> [Record list]
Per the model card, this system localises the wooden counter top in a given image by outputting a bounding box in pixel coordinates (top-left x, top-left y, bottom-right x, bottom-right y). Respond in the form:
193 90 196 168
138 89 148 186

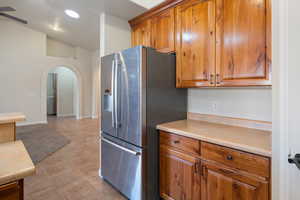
157 120 272 157
0 141 35 185
0 113 25 124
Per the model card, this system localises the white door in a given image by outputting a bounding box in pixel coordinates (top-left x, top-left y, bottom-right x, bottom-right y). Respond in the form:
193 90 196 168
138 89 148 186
286 0 300 200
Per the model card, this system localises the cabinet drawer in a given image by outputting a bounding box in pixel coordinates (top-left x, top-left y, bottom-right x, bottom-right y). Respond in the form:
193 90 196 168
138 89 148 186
160 131 200 155
201 142 270 177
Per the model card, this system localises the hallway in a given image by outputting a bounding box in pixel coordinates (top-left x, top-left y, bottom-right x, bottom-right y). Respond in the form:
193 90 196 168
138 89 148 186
18 118 124 200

> [Written exercise] Copy all the entries again, renaming "bounding box" to "rectangle" wherever it occurs and changing nothing else. Omit the pictures from your copy.

> [Correct answer]
Per the model card, this system localises the wooden counter top in a given image by outputting a rectangle in pixel coordinates (top-left x, top-left y, bottom-right x, bottom-right y). Respond in the form:
193 90 196 168
138 89 148 186

157 120 272 157
0 141 35 185
0 113 25 124
Per the model card, this system localises the white door in a given image by outputting a rectangle in pixel coordinates (top-left x, top-left y, bottom-right x, bottom-right y). Respond in the form:
193 90 196 168
138 89 148 186
286 0 300 200
Per the model card, this system localises the cabinet drawer in a given image by outputting a rectangle in pixel coordinates (top-left x, top-left y, bottom-right x, bottom-right y). Respond in the form:
193 90 196 168
138 89 148 186
160 131 200 155
201 142 270 177
Per the model card, this system localises the hallway in a given image by outputting a rectangle in pixel coordinates (top-left x, top-left y, bottom-right x, bottom-right y). Respond in the form:
193 90 196 168
138 89 148 186
18 118 124 200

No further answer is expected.